DATA EXTRACT:
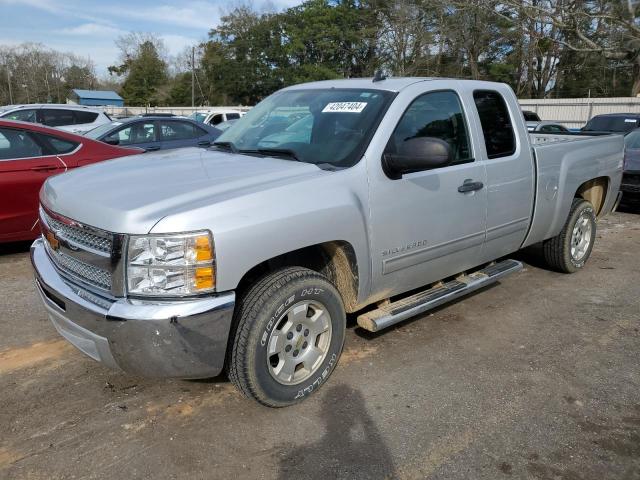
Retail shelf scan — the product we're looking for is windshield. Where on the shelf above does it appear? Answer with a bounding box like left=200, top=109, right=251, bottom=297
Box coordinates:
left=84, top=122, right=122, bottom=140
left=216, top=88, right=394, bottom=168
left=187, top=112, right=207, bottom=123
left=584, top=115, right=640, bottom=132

==

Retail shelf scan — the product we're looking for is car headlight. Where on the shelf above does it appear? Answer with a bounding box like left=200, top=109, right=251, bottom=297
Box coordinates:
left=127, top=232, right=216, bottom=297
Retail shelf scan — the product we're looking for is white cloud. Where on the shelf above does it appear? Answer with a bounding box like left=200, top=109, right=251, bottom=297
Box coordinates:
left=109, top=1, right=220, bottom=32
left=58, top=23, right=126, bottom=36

...

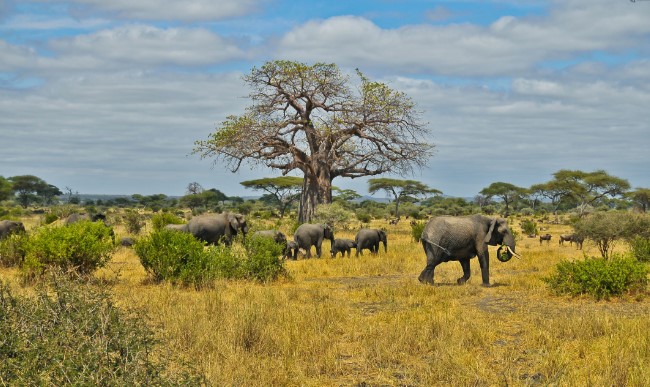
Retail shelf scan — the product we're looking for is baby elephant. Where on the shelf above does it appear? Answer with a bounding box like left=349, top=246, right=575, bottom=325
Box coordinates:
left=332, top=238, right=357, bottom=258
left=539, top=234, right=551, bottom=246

EXERCISE PROMPT: Copy out, unchanged, the lines of the listing starting with the line that contains "Retail shelf scan — the product we're looking for is baby" and going on through the line that contains "left=539, top=234, right=551, bottom=246", including both of those lines.

WRITTEN RESPONSE:
Retail shelf scan — the product we're looking for is baby elephant. Where on the shelf above does it appear? Answer with a bounding box like left=349, top=246, right=575, bottom=325
Box coordinates:
left=332, top=238, right=357, bottom=258
left=539, top=234, right=551, bottom=246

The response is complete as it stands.